**Reading text:**
[ipv6hackers] Dynamic prefixes & privacy (was: IPv6 prefix changing)
Karl Auer
kauer at biplane.com.au
Fri Mar 16 14:54:37 CET 2012
[sorry if this turns up twice - email spasm]
On Fri, 2012-03-16 at 09:06 +0100, Alex List wrote:
> Due to the /64 bits left I don't agree, but from the discussion so far
With IPv4, the outside address on the CPE effectively identifies at
least the household. For a household containing one computer, it
identifies that computer, NAT or no NAT. That outside address may
change, but it changes fairly slowly unless ISPs make a special effort
to either keep it stable or change it frequently.
With IPv6, the prefix will identify the household with roughly the same
effectiveness. And possibly the outside address will too, though that
will typically be an invisible routing hop rather than an apparent
connection endpoint, as it is with IPv4 and NAT.
As long as privacy addresses are used, IPv6 doesn't make that any worse.
It could be argued that it makes things slightly better, as "outsiders"

**Task directions:**
Answer these questions about the email above:
(a) What name appears as the sender of the email?
(b) With IPv4, what does the outside address on the CPE identify for a household containing one computer?
(c) Under what condition does IPv6 not make things any worse, according to the email?

**Data provided:**

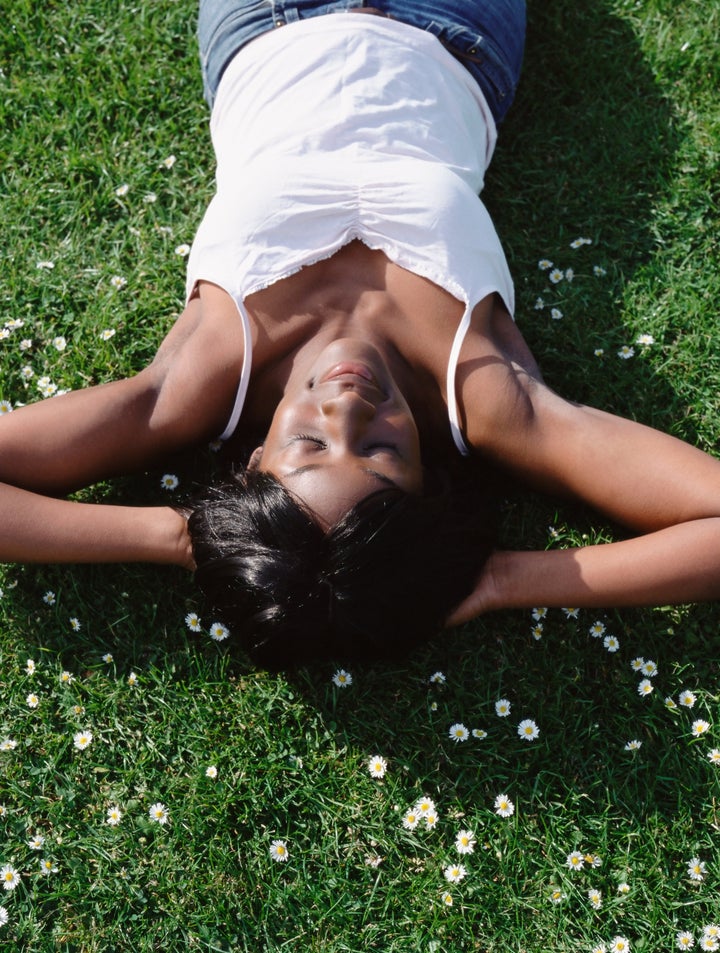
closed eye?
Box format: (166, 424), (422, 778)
(292, 433), (327, 450)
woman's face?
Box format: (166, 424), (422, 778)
(251, 338), (422, 528)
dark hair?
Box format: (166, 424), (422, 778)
(188, 471), (497, 669)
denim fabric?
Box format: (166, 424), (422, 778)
(198, 0), (525, 123)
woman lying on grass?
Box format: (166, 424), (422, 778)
(0, 0), (720, 666)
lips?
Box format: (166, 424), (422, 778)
(320, 361), (377, 386)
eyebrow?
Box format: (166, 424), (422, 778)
(285, 463), (400, 490)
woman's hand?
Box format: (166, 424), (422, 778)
(445, 553), (502, 628)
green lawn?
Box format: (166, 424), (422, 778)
(0, 0), (720, 953)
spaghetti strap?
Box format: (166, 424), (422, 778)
(446, 303), (472, 457)
(218, 299), (252, 440)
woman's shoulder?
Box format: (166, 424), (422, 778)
(456, 296), (544, 453)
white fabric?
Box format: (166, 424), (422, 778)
(187, 13), (514, 453)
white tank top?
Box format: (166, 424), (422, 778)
(187, 13), (514, 453)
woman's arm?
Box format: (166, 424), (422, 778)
(449, 356), (720, 624)
(447, 518), (720, 625)
(0, 298), (242, 494)
(0, 290), (242, 569)
(0, 483), (194, 569)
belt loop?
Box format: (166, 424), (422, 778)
(272, 0), (300, 26)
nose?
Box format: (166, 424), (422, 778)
(320, 390), (377, 441)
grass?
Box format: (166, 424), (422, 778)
(0, 0), (720, 953)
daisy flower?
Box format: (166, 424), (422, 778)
(495, 794), (515, 817)
(148, 801), (170, 824)
(588, 890), (602, 910)
(565, 850), (585, 870)
(210, 622), (230, 642)
(73, 731), (92, 751)
(443, 864), (467, 884)
(455, 831), (475, 854)
(403, 808), (420, 831)
(448, 722), (470, 742)
(691, 718), (710, 738)
(518, 718), (540, 741)
(185, 612), (202, 632)
(415, 797), (437, 816)
(270, 840), (288, 863)
(0, 864), (20, 890)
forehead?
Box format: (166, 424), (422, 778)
(276, 464), (397, 529)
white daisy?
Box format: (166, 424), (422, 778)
(448, 722), (470, 742)
(148, 801), (170, 824)
(270, 840), (288, 863)
(518, 718), (540, 741)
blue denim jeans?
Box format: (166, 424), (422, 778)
(198, 0), (525, 123)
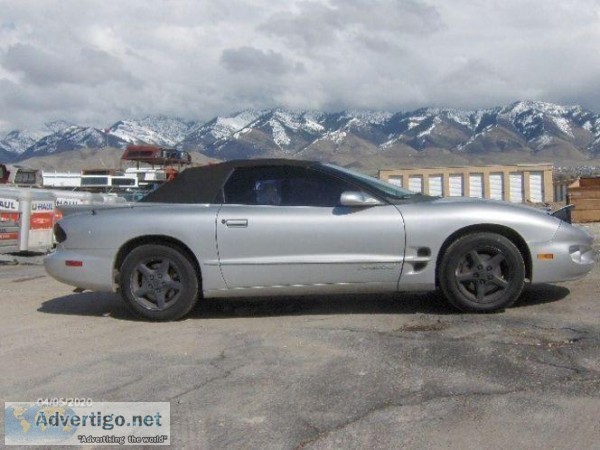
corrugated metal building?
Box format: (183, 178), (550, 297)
(379, 163), (554, 203)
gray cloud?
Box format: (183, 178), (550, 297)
(221, 47), (300, 75)
(0, 44), (134, 86)
(0, 0), (600, 131)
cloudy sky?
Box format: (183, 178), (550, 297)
(0, 0), (600, 131)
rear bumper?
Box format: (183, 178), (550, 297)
(44, 248), (116, 292)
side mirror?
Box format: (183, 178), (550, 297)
(340, 191), (383, 207)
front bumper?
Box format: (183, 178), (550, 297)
(44, 245), (116, 292)
(530, 223), (596, 283)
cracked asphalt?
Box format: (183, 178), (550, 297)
(0, 227), (600, 449)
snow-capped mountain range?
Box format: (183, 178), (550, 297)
(0, 101), (600, 164)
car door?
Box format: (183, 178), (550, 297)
(216, 166), (405, 294)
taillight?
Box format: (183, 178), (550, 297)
(54, 224), (67, 244)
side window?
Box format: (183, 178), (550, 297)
(223, 166), (357, 207)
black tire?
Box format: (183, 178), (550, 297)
(119, 244), (199, 321)
(439, 232), (525, 313)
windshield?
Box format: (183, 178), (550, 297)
(323, 164), (415, 199)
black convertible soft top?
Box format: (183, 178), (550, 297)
(140, 159), (320, 203)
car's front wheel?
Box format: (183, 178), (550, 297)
(439, 232), (525, 312)
(120, 244), (199, 321)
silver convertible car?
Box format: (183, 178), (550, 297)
(45, 160), (594, 320)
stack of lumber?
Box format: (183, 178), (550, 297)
(568, 177), (600, 222)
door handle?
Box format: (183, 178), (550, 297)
(221, 219), (248, 228)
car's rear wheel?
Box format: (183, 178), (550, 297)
(120, 244), (199, 321)
(439, 232), (525, 312)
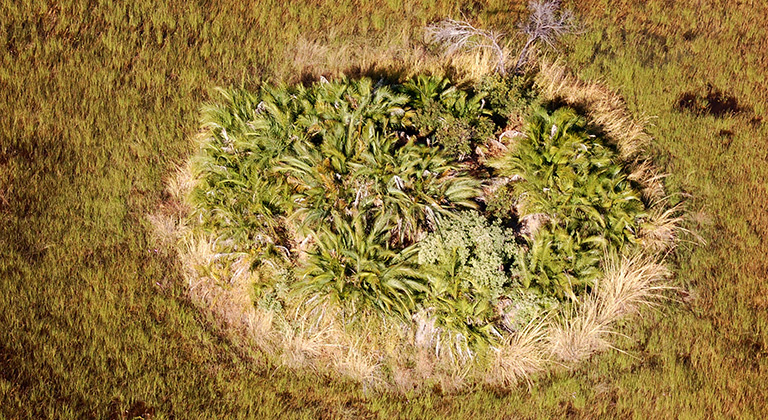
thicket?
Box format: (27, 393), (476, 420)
(176, 65), (664, 384)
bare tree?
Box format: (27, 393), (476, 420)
(427, 19), (507, 74)
(515, 0), (577, 72)
(427, 0), (577, 74)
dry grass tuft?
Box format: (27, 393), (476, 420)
(548, 254), (670, 362)
(637, 202), (687, 254)
(486, 319), (549, 387)
(536, 59), (651, 161)
(629, 160), (667, 203)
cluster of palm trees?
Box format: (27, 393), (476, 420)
(492, 108), (645, 299)
(192, 78), (488, 316)
(190, 76), (644, 348)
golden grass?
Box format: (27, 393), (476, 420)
(535, 59), (651, 161)
(547, 254), (670, 363)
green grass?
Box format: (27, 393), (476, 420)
(0, 0), (768, 419)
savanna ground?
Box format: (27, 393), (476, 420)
(0, 0), (768, 418)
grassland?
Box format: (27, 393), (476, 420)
(0, 0), (768, 419)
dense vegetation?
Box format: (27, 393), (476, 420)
(0, 1), (768, 418)
(179, 70), (674, 386)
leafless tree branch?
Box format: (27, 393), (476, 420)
(427, 19), (507, 74)
(515, 0), (577, 72)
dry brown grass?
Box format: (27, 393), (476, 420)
(637, 201), (690, 254)
(485, 319), (550, 387)
(536, 59), (651, 161)
(548, 254), (670, 363)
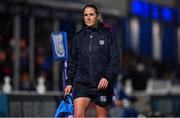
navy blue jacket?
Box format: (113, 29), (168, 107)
(66, 27), (120, 92)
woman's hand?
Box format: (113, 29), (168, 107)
(64, 85), (72, 95)
(98, 78), (109, 89)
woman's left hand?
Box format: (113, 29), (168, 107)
(98, 78), (109, 89)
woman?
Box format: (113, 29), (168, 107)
(64, 5), (120, 117)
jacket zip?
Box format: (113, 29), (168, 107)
(89, 35), (93, 76)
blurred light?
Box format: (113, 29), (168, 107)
(162, 7), (173, 21)
(131, 0), (142, 15)
(141, 3), (149, 18)
(152, 4), (159, 20)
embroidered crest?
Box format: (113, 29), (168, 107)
(99, 40), (104, 45)
(53, 35), (65, 57)
(100, 96), (107, 102)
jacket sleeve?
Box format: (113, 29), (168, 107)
(66, 38), (77, 85)
(104, 33), (121, 82)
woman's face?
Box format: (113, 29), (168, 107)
(84, 7), (98, 27)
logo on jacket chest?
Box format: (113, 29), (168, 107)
(99, 40), (104, 45)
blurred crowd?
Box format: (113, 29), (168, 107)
(0, 15), (180, 90)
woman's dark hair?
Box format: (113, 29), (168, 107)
(82, 4), (104, 27)
(82, 4), (100, 15)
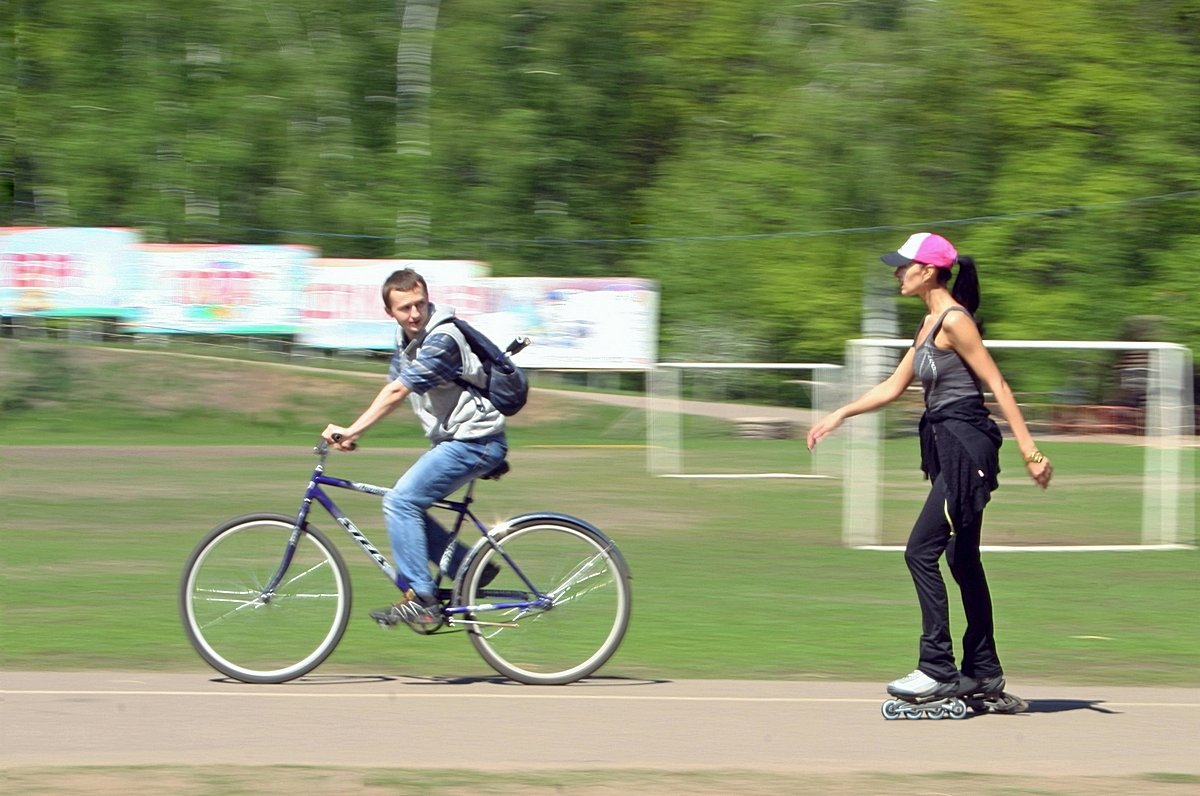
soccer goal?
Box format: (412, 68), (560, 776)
(647, 363), (841, 479)
(842, 339), (1200, 551)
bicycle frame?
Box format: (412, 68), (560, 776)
(270, 441), (552, 617)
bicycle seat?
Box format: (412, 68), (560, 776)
(480, 459), (512, 481)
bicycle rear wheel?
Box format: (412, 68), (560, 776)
(179, 514), (350, 683)
(458, 515), (631, 686)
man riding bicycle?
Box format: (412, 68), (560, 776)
(320, 268), (508, 629)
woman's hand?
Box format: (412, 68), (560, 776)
(1025, 456), (1054, 489)
(808, 412), (844, 450)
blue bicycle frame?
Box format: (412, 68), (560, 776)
(263, 441), (552, 617)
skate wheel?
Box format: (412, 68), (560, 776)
(966, 699), (988, 713)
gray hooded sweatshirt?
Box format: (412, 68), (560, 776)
(388, 304), (504, 444)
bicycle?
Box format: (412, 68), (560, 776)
(179, 441), (631, 684)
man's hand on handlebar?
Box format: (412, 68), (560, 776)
(320, 424), (359, 450)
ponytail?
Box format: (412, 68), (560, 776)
(950, 255), (979, 315)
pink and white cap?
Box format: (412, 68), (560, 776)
(880, 232), (959, 268)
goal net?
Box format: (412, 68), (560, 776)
(647, 363), (842, 479)
(841, 339), (1200, 550)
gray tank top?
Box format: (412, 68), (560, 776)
(913, 306), (983, 409)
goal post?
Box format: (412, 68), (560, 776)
(842, 339), (1196, 550)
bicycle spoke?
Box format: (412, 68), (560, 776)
(180, 516), (349, 682)
(464, 521), (629, 683)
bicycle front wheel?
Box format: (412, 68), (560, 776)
(460, 516), (631, 686)
(179, 514), (350, 683)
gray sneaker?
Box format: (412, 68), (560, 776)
(371, 589), (442, 632)
(888, 669), (960, 699)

**Solution below:**
(a) Karl Auer
(b) It identifies that computer, NAT or no NAT.
(c) As long as privacy addresses are used.